Give back all of the data exactly, with every picture omitted.

Dataset excerpts:
== Segment start ==
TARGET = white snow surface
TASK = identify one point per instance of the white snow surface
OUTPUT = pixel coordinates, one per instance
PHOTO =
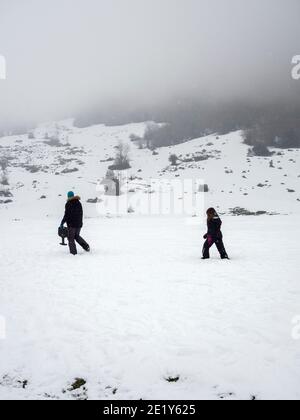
(142, 307)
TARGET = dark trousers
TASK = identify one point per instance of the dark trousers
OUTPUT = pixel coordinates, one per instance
(73, 237)
(219, 244)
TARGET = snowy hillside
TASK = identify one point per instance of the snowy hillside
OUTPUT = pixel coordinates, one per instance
(142, 316)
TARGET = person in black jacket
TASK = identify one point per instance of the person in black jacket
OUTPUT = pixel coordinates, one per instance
(74, 219)
(214, 235)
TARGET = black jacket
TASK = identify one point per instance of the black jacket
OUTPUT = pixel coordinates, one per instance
(214, 227)
(73, 213)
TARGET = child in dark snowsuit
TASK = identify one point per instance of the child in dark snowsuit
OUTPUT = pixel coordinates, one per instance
(74, 219)
(214, 235)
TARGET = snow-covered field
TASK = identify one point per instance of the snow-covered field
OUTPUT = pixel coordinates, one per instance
(142, 316)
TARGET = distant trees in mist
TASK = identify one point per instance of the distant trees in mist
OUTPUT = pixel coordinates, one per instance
(275, 123)
(122, 160)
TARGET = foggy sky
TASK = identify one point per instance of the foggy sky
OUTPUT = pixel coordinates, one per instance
(66, 55)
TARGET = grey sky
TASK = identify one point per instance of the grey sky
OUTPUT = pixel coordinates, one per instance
(64, 55)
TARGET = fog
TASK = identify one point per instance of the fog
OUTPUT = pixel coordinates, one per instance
(68, 56)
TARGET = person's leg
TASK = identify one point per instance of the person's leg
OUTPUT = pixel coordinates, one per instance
(81, 241)
(207, 245)
(221, 249)
(71, 239)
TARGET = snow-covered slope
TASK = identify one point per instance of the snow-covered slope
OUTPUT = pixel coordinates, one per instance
(142, 316)
(234, 179)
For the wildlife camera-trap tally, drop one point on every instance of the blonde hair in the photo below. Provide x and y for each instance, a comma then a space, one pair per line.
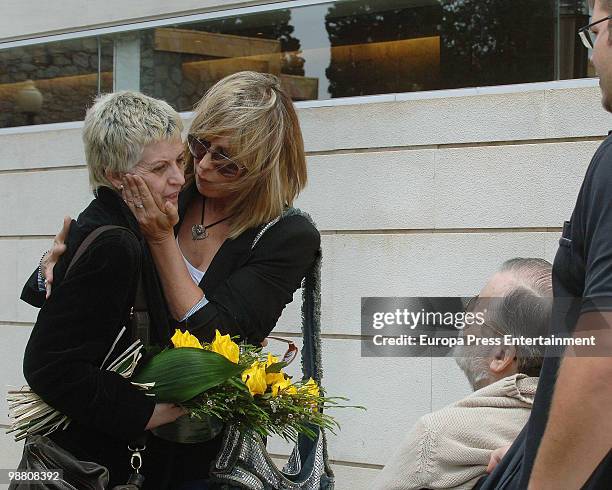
118, 127
265, 137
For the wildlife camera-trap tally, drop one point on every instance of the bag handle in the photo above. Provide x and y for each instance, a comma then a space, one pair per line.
311, 304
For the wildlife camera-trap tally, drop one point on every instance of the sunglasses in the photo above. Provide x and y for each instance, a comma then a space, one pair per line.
224, 165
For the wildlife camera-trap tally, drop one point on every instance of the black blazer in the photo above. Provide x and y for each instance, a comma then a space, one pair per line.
248, 288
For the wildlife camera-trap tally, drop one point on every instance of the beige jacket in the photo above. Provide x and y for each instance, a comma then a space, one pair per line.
450, 448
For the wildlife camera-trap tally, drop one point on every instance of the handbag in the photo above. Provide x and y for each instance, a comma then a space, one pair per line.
43, 456
243, 461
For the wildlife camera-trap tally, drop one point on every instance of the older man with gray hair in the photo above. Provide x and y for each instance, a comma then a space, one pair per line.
451, 448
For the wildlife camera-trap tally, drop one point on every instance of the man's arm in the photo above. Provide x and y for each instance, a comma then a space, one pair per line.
579, 430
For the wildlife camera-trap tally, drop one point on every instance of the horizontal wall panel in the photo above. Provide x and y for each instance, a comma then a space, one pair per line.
507, 186
10, 452
575, 112
541, 114
430, 264
396, 392
448, 384
511, 186
456, 120
39, 200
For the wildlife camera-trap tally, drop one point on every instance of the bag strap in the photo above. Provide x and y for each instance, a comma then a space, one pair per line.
139, 315
311, 304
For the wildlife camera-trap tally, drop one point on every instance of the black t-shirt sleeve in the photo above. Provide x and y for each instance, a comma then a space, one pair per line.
596, 217
73, 333
251, 300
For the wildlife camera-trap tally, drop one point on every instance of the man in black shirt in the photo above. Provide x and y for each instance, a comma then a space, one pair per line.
568, 439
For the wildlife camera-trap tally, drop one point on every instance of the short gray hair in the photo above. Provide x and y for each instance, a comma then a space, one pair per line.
526, 309
118, 127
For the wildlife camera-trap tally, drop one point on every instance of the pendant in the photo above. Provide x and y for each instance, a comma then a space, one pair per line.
198, 232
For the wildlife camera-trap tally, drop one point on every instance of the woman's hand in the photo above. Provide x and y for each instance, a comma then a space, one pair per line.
52, 256
164, 413
155, 218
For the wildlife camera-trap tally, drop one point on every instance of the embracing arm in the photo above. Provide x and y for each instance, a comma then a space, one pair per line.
250, 301
74, 330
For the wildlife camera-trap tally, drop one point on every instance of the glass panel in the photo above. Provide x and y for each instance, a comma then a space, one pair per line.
363, 47
54, 82
336, 49
180, 62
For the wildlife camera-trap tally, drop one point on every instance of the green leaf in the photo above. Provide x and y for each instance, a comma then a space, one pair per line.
181, 374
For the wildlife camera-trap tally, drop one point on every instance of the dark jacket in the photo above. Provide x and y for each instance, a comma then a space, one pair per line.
76, 327
248, 288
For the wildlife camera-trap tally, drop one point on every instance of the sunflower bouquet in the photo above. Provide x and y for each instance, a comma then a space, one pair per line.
238, 384
252, 391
== Segment end ==
**Solution below:**
TARGET = white snow surface
TASK = identify one point per instance of the white snow surface
OUTPUT = pixel coordinates, one per instance
PHOTO =
(142, 307)
TARGET = dark trousers
TASK = identify one point per instance of the dark trousers
OUTPUT = pixel coordinates, one per instance
(73, 237)
(219, 244)
TARGET = snowy hillside
TASK = identify one point per instance of the snowy hillside
OUTPUT = pixel coordinates, one per instance
(142, 316)
TARGET = person in black jacket
TASK = identify one point per instance of the person in black jacket
OUTPUT = pixel coordinates, one per instance
(74, 219)
(214, 235)
TARGET = black jacket
TASK = identify one point per instance of the black jacket
OUTPUT = pixel coordinates, one per instance
(214, 227)
(73, 213)
TARGET = child in dark snowsuit
TASK = identify one point per instance of the child in dark snowsuit
OUTPUT = pixel coordinates, one per instance
(74, 219)
(214, 235)
TARGET = snow-covered field
TASK = identify one point per instance of the snow-covered field
OUTPUT = pixel coordinates, one per instance
(142, 316)
TARGET = distant trees in mist
TASK = identify one point per instance of the distant trees in mist
OUTPUT = pixel coordinates, one per instance
(275, 123)
(122, 160)
TARGET = foggy sky
TASK = identify one point per instance of the foggy sky
OUTPUT = pixel coordinates, one per instance
(66, 55)
TARGET = grey sky
TASK = identify one point per instance of the grey sky
OUTPUT = pixel coordinates, one per instance
(64, 55)
TARGET = fog
TASK = identify one point per instance of the fog
OUTPUT = pixel coordinates, one per instance
(68, 56)
TARGET = person's leg
TASK = identify one point per instance of the person's leg
OUTPUT = pixel coordinates, one per instance
(81, 241)
(207, 245)
(221, 249)
(71, 239)
TARGET = snow-covered slope
TASK = identify one point per instance of the snow-covered slope
OUTPUT = pixel coordinates, one per instance
(142, 316)
(234, 179)
For the wildlife camera-trap tally, drop one point on every instance of the blonde hair in the photo below. Provide x and y for each instance, a comma then a space, one pair per line.
118, 127
265, 137
For the wildlife camera-trap tally, drop one point on every instance of the bag handle in the photo above. Provide x and y for each instance, a comma then a space, one pair per line.
311, 304
For the wildlife camera-trap tally, drop one point on every instance of the sunglasses in the photo above. Provide x and y for each instance, a comma then a space, one pair per line.
224, 165
For the wildlife camera-trap tally, drop one point on every instance of the black blazer in the photo above. Provide x and y for each instance, a comma then a space, one pair per line.
248, 288
For the wildlife camera-trap tally, drop one point on every instance of the beige jacket in the photo above. Provide x and y for each instance, a comma then a space, one pair per line.
450, 448
For the wildlife camera-trap tally, drop one point on every instance of the handbag in the photo above. Provide x and y for each instance, a comma then a space, one pair per line.
43, 456
243, 461
For the wildlife camera-trap tally, drop one point on every instance of the older man with gray hair in the photo above. Provide x and y for each instance, a comma then a space, one pair per line.
451, 448
For the wildlife camera-trap tally, drop one point on every instance of the man's arm in the photo above. Provide x and y for each instance, a comma then a space, one pair per line.
579, 430
For the wildlife camera-trap tally, drop one point on every instance of the horizontal wall panel in the photo above. Provide x and y for each instance, a comma then a space, one pair per line.
507, 186
10, 452
575, 112
541, 114
430, 264
396, 392
448, 384
511, 186
456, 120
39, 200
For the wildlife camera-trap tally, drop one point on every instance of the bag strap in the photo above. Provide x and y for each instance, a comma then a space, one pair per line.
139, 315
311, 304
For the wildlife camera-trap tally, drop one point on every instance of the black t-shirt sleeve in the photo above. Provide x and y for each instance, a comma then a space, one pair per line.
596, 217
73, 333
251, 300
For the wildlife camera-trap tally, drop one point on every instance of the man in black shirt in the photo above. Provide x and y for each instance, a comma then a space, one pair per line.
568, 439
For the wildlife camera-trap tally, drop one point on every instance of the short gray hair in the photo above. Provide x and y for each instance, a comma then a space, one pair per line.
526, 309
118, 127
For the wildlife camera-trap tally, drop one point on every instance of the pendant in the photo above. Provide x and y for each instance, a comma then a space, one pair per line.
198, 232
For the wildlife camera-trap tally, drop one point on every instance of the woman's hand in the photo above. Provide x and y for each instance, a comma then a space, one pair per line.
52, 256
164, 413
155, 218
For the wildlife camera-trap tally, drop one point on every instance of the embracing arm in the photo above. Provide x and y for each instance, a comma then a space, one pair per line.
250, 301
74, 330
For the wildlife camera-trap tally, drop one point on every instance of the glass panel in the photo above. Provide x and y for each instance, a comma then a space, one pair per line.
363, 47
54, 82
336, 49
180, 62
For the wildlife camera-trap tally, drop one point on every instance of the green leaf in the photo above. Provide x and y for each instance, a comma then a space, one pair per line.
181, 374
For the wildlife camera-trap tally, drop one point on every instance of the dark jacket in the photo above. Provide x and y for each instance, a comma then a space, one pair per line.
76, 327
248, 288
For the wildlife camera-trap tally, drop one point on every instance of the sunflower bouquet in the photo above. Provide x and y for each instance, a comma then a space, one pair per line.
238, 384
252, 391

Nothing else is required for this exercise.